## Texte retenu
D’autant qu’il y a urgence. Les troupes de Kadhafi sont revenues en force, à 250 kilomètres de Benghazi.

A Benghazi, la foule remercie la France, le drapeau français est hissé. Cette image restera. Elle a d’ores et déjà fait le tour du monde arabe.

En Europe, suite à la reconnaissance par notre pays de la Libye libre, dans les chancelleries, le tollé est général. « Cavalier seul ! » « Fait accompli ! » « Coup d’éclat ! » « Effet d’annonce ! » « Et la Solidarité Européenne, bordel ? » N’en jetez plus.

La consternation des diplomates de tous bords nous consterne sans nous surprendre. Depuis le temps, c’est encore et toujours la même désespérante histoire qui se répète.

Le vingtième siècle aura, continument, été le siècle des atermoiements, des accommodements, des reculades. Il aura été le siècle en majesté des Norpois et des Ponce-Pilate. Du massacre des Arméniens au siège de Sarajevo, quatre-vingt ans plus tard, de Madrid 1936 à Munich et à la Shoah, de Berlin 1953 à Budapest 1956, de Prague 1968, Gdansk 1981, au Liban sous la botte syrienne, les démocraties occidentales, toutes larmes à l’œil, sont restées, à chaque fois, l’arme au pied.

Passe encore face à Hitler ou Staline. Mais devant Milosevic, Karadzic ou, aujourd’hui, Kadhafi ! Ah, oui, pardon, une exception, le Kossovo. L’honneur est sauf…

Sarajevo, juillet 1995. Les Serbes du général Mladic attaquent l’enclave de Srebrenica, sous protection des Casques Bleus des Nations Unies, qui ne bougent pas. Un massacre est redouté. Mladic est sur place et ses méthodes sont connues. Se doutant du pire, un officier français part de Sarajevo avec un détachement vers Srebrenica. Il lui est intimé l’ordre, depuis Paris, de faire immédiatement demi-tour. La suite est connue.

Aujourd’hui, les chars, les canons, les avions de Kadhafi ont arrêté par un barrage de feu à Ras Lanouf les soldats libyens de la liberté, ces combattants improvisés, armés, pour l’essentiel, de leur seul enthousiasme, qui allaient marcher vers Tripoli. Les troupes du tyran, ses mercenaires étrangers, ne sont plus, de ce fait, qu’à 250 kilomètres de désert, sans aucun obstacle, de Benghazi, la capitale provisoire de la Libye libérée, sans défense ou presque, que quitteraient déjà certaines télévisions étrangères.

## Consignes
A: Recopiez fidèlement le passage du texte sur la Libye, depuis « Le vingtième siècle » jusqu'à « l’arme au pied. ».
B: D'après le texte sur la Libye, à combien de kilomètres de Benghazi se trouvent les troupes de Kadhafi ?
C: Poursuivez le texte sur la Libye après sa dernière phrase.

## Données fournies

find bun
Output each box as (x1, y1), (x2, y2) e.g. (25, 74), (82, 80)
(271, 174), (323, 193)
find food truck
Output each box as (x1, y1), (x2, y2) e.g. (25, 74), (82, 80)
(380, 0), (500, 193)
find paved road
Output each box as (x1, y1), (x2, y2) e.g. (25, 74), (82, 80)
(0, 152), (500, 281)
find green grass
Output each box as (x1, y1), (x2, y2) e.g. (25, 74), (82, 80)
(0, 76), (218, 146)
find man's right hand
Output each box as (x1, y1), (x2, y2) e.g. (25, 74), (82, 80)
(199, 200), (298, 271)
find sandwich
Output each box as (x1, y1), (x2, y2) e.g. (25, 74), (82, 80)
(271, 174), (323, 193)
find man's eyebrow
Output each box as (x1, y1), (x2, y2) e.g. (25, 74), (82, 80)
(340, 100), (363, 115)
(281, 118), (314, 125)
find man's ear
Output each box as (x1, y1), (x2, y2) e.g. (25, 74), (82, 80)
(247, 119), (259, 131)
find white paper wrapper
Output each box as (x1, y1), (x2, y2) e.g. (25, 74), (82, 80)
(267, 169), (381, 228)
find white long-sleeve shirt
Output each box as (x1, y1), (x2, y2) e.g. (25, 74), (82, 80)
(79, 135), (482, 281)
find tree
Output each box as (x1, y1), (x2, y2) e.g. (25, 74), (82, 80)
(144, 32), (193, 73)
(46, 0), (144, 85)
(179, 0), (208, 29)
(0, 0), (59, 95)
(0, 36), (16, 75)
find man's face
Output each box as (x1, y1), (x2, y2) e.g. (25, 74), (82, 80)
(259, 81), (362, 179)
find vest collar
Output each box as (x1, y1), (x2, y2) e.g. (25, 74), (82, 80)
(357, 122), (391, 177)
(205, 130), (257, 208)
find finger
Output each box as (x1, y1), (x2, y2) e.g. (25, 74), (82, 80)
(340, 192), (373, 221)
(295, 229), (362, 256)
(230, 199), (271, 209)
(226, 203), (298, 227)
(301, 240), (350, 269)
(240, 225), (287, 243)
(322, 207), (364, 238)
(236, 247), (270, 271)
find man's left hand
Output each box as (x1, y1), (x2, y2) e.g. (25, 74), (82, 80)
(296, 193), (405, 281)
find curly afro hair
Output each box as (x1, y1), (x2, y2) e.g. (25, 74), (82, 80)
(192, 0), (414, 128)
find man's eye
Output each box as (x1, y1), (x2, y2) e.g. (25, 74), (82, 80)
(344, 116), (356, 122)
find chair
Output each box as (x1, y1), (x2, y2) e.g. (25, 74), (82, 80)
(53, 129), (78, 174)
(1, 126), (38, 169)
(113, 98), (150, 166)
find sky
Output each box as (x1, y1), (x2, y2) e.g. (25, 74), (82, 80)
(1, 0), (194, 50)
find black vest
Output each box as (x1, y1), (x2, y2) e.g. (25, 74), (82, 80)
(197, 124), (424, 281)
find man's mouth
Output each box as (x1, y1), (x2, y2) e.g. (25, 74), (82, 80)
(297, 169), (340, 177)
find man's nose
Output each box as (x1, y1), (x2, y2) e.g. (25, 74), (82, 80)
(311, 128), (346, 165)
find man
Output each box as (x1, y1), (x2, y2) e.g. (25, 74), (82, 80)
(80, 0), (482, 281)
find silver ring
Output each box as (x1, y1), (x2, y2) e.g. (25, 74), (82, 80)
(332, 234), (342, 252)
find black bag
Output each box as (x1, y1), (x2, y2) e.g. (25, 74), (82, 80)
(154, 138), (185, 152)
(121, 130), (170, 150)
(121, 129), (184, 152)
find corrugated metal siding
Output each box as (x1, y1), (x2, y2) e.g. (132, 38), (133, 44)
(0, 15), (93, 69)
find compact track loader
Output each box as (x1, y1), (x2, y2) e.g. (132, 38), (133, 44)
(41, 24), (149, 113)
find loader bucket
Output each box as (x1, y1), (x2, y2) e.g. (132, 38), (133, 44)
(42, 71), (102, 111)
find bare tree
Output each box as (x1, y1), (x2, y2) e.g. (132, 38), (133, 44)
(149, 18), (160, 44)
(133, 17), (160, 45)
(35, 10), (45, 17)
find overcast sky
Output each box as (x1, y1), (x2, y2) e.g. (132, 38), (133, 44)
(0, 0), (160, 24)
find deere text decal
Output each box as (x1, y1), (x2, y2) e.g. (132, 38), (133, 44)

## Réponses par consigne
A:
Le vingtième siècle aura, continument, été le siècle des atermoiements, des accommodements, des reculades. Il aura été le siècle en majesté des Norpois et des Ponce-Pilate. Du massacre des Arméniens au siège de Sarajevo, quatre-vingt ans plus tard, de Madrid 1936 à Munich et à la Shoah, de Berlin 1953 à Budapest 1956, de Prague 1968, Gdansk 1981, au Liban sous la botte syrienne, les démocraties occidentales, toutes larmes à l’œil, sont restées, à chaque fois, l’arme au pied.

B: À 250 kilomètres.

C:
Que va faire Madame Merkel ? Répéter pieusement une fois de plus : « Kadhafi doit partir » ? S’aligner sur Berlusconi le pro-Libyen ? Souviens-toi, Angela, de Berlin 1953 et de la révolte des ouvriers berlinois écrasée dans le sang par l’occupant soviétique !

Nul, dans la Libye libérée, ne demande l’envoi de troupes étrangères. Il ne s’agit pas de mourir pour Benghazi. Envoyer des armes, pas davantage. Le temps presse trop, pour apprendre à s’en servir. La solution est connue. Elle est simple.

1) Décréter d’urgence une no-fly zone, face à une aviation libyenne, de l’avis unanime, en piteux état, qui n’est dangereuse que pour ceux qu’elle bombarde impunément à vue.

2) Frapper de loin les quelques aéroports militaires d’où décollent ces avions.

3) En appeler, en cas de danger imminent sur Benghazi et, au-delà, en soutien aux libérateurs libyens, à une intervention, sous l’égide de la Ligue arabe, du grand voisin égyptien et de son armée, qui s’est déjà grandie en destituant Moubarak.

L’Europe encore sur la Libye. Son communiqué. Un pur chef d’œuvre.

« Afin de protéger la population civile, les États membres étudieront toutes les options nécessaires, pour autant que la nécessité en soit démontrée, qu’il existe une base juridique claire et que le soutien de la région soit acquis. »

Question : Quelles sont la vitesse de progression d’une colonne de chars dans le désert et la durée d’étude « d’une option nécessaire afin de protéger la population civile, pour autant que la nécessité en soit démontrée » ? Combien de temps, la démonstration de cette nécessité ? Combien de morts, combien de souffrances pour faire enfin « nécessité » ?

Un dernier mot. Sur le bouc émissaire. Sur BHL. Sur celui par qui tout « ce mauvais scénario » serait arrivé, cette « précipitation ». Sur ce diplomate pirate !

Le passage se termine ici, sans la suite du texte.